◆ **Task objective**
Give the records from the line containing "plant visible in" through the line containing "[73, 203, 121, 240]" as a JSON list of strings, with one string per line and blank lines omitted.

◆ **Record extracts**
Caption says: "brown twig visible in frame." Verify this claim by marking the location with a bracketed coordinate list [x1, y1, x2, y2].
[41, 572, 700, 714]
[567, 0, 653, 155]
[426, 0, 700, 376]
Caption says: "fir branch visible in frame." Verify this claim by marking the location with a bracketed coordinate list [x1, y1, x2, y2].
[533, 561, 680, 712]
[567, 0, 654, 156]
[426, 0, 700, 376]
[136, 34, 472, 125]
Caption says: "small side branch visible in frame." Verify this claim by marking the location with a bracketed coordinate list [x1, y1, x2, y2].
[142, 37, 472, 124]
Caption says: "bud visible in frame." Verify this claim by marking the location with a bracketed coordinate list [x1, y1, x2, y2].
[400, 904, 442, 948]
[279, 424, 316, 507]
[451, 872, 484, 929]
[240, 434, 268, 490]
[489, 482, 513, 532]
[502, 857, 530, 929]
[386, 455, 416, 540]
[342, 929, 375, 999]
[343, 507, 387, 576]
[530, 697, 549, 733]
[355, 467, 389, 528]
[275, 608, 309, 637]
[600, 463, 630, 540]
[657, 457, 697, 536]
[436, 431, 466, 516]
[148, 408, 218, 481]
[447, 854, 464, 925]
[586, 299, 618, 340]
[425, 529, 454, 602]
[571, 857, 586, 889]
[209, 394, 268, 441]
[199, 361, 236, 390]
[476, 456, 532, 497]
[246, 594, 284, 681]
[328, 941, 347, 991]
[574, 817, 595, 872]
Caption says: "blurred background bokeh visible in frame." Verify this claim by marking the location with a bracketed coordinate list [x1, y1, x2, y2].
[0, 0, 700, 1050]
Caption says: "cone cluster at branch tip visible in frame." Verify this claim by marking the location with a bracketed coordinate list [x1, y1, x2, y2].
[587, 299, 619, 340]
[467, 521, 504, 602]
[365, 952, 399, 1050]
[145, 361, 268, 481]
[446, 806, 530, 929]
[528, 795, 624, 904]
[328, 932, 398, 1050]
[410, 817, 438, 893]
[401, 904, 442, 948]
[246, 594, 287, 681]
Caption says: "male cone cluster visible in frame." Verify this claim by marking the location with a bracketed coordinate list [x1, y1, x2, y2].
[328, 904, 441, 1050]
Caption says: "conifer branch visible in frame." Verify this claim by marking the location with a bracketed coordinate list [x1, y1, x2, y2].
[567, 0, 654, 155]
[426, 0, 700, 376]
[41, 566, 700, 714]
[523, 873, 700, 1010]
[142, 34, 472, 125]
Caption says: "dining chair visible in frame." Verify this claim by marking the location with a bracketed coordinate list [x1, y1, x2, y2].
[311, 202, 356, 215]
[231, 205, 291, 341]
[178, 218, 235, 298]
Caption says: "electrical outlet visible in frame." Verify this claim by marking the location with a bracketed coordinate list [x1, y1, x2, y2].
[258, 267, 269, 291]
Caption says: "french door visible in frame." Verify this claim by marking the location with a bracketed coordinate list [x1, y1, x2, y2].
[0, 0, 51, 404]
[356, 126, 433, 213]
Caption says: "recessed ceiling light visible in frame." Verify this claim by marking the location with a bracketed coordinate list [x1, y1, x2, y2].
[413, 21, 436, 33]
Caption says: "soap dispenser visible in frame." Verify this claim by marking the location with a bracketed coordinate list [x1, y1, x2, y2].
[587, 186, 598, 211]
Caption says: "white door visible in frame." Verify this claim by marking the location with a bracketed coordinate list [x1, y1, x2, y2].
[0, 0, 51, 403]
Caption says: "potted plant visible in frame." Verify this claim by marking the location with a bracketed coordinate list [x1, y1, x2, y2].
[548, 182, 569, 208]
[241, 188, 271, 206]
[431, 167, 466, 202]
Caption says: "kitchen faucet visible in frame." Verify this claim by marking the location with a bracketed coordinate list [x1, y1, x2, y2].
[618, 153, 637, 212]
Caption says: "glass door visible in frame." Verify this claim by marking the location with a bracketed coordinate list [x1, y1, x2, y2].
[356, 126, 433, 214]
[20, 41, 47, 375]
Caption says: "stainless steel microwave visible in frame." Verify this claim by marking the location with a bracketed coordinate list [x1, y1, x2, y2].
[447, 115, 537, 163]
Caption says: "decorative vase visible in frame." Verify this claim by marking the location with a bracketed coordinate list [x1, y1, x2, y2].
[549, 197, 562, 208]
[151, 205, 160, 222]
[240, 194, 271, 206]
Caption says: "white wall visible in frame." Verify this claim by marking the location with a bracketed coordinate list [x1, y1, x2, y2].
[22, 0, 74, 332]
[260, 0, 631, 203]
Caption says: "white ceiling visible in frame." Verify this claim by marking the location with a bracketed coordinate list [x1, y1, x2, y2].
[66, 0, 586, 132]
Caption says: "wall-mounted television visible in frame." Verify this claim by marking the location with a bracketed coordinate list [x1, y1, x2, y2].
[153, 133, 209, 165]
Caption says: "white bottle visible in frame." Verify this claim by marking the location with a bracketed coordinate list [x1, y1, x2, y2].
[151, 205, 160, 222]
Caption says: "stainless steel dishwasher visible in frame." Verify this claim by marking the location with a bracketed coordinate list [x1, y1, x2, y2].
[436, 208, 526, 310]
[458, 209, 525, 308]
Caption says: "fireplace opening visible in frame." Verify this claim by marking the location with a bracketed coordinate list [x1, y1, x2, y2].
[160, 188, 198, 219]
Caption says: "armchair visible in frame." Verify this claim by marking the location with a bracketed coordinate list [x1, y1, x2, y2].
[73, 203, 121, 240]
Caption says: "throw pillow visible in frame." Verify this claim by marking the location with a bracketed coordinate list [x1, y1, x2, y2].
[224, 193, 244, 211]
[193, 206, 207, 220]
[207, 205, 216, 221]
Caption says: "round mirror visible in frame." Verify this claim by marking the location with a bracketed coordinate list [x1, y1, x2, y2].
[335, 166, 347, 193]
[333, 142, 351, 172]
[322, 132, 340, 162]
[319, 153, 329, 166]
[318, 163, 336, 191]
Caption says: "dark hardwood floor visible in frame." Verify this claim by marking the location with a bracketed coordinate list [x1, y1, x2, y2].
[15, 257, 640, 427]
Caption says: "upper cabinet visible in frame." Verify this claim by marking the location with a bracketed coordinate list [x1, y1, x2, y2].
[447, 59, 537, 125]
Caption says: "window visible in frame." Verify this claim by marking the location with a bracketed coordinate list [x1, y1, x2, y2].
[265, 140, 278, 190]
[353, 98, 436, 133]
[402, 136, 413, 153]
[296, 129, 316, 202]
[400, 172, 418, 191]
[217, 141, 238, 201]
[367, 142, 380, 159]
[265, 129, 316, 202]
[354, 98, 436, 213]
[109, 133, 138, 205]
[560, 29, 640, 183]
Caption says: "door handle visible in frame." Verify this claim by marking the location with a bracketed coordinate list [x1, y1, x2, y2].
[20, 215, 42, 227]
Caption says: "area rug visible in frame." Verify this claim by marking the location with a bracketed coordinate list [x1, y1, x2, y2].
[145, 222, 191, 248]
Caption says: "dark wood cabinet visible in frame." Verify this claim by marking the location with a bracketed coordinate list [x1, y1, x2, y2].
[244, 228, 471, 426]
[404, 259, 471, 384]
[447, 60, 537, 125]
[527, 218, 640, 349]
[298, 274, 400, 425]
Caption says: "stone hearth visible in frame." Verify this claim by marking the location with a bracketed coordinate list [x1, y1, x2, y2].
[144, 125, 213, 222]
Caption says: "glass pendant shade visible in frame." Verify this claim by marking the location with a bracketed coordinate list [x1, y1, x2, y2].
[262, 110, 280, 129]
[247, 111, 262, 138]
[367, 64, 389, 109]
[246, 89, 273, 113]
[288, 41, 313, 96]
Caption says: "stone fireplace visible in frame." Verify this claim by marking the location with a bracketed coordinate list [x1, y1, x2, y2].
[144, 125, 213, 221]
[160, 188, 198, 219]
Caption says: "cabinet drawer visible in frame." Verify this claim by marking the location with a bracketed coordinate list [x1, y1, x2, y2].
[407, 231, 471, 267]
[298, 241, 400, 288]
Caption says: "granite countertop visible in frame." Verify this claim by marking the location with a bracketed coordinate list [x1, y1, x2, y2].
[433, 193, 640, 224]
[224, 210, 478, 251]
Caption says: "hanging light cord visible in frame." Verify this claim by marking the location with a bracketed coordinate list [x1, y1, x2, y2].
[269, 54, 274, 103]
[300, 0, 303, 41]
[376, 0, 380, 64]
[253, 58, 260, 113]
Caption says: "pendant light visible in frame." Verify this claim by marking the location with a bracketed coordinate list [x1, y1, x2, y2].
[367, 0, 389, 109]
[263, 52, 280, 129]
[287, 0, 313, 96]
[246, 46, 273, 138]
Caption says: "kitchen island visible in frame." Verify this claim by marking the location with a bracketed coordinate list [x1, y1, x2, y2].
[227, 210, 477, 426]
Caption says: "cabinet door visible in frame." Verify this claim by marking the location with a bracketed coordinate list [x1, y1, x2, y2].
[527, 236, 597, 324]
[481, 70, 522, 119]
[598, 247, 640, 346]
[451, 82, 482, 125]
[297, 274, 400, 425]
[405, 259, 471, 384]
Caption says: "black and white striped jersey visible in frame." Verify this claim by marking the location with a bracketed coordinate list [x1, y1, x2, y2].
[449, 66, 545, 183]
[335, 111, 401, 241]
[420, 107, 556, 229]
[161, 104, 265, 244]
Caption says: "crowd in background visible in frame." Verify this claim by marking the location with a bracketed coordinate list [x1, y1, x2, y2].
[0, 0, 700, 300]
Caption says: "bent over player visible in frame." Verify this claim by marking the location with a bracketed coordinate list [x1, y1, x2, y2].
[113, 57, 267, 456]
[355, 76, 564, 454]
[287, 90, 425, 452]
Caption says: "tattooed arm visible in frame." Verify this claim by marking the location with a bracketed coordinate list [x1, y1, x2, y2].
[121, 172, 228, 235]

◆ **Solution to the problem**
[
  "Caption says: \"potted plant visible in frame.\" Verify this claim by marking the location with a bracketed coordinate list [x1, y1, x2, y2].",
  "[548, 182, 569, 208]",
  "[241, 188, 271, 206]",
  "[431, 167, 466, 202]",
  "Caption says: \"kitchen faucet visible in frame.\" Verify this claim by marking the location with a bracketed coordinate list [x1, y1, x2, y2].",
  "[618, 153, 637, 212]",
  "Caption says: \"glass door visible in frame.\" Verify this claim by marking the location with a bracketed coordinate list [x1, y1, x2, y2].",
  "[356, 126, 433, 214]",
  "[20, 41, 47, 375]",
  "Caption says: \"stainless steel microwave visible in frame.\" Verify this claim by marking the location with a bracketed coordinate list [x1, y1, x2, y2].",
  "[447, 115, 537, 163]",
  "Caption says: \"decorative vase visible in frame.\" Verify this claim by marking the location with a bracketed coordinate list [x1, y1, x2, y2].",
  "[549, 197, 562, 208]",
  "[151, 205, 160, 222]",
  "[240, 194, 271, 206]",
  "Caption says: \"white wall visible in frame.\" Verify this claim by marking the location with a bracketed coordinate list [x1, y1, x2, y2].",
  "[22, 0, 74, 332]",
  "[260, 0, 631, 203]",
  "Caption says: \"white ceiling visible in frame.\" Verify this claim by marking the location with a bracketed coordinate list [x1, y1, x2, y2].",
  "[66, 0, 586, 132]",
  "Caption says: \"wall-mounted television visible in frame.\" Verify this claim by marking the location with a bracketed coordinate list [x1, y1, x2, y2].",
  "[153, 133, 209, 165]",
  "Caption says: \"white bottle visible in frame.\" Verify this claim by marking the location with a bracketed coordinate list [x1, y1, x2, y2].",
  "[151, 205, 160, 222]",
  "Caption says: \"stainless steel dishwasher visible in frame.\" Verify this claim by marking the location with a bracketed coordinate list [x1, y1, x2, y2].",
  "[436, 208, 526, 310]",
  "[458, 209, 525, 308]",
  "Caption says: \"fireplace opening visible in frame.\" Verify this claim by marking the location with a bracketed coordinate list [x1, y1, x2, y2].",
  "[160, 188, 198, 219]",
  "Caption says: \"armchair visible in frame.\" Verify this claim by marking the location with a bracketed coordinate list [x1, y1, x2, y2].",
  "[73, 203, 121, 240]"
]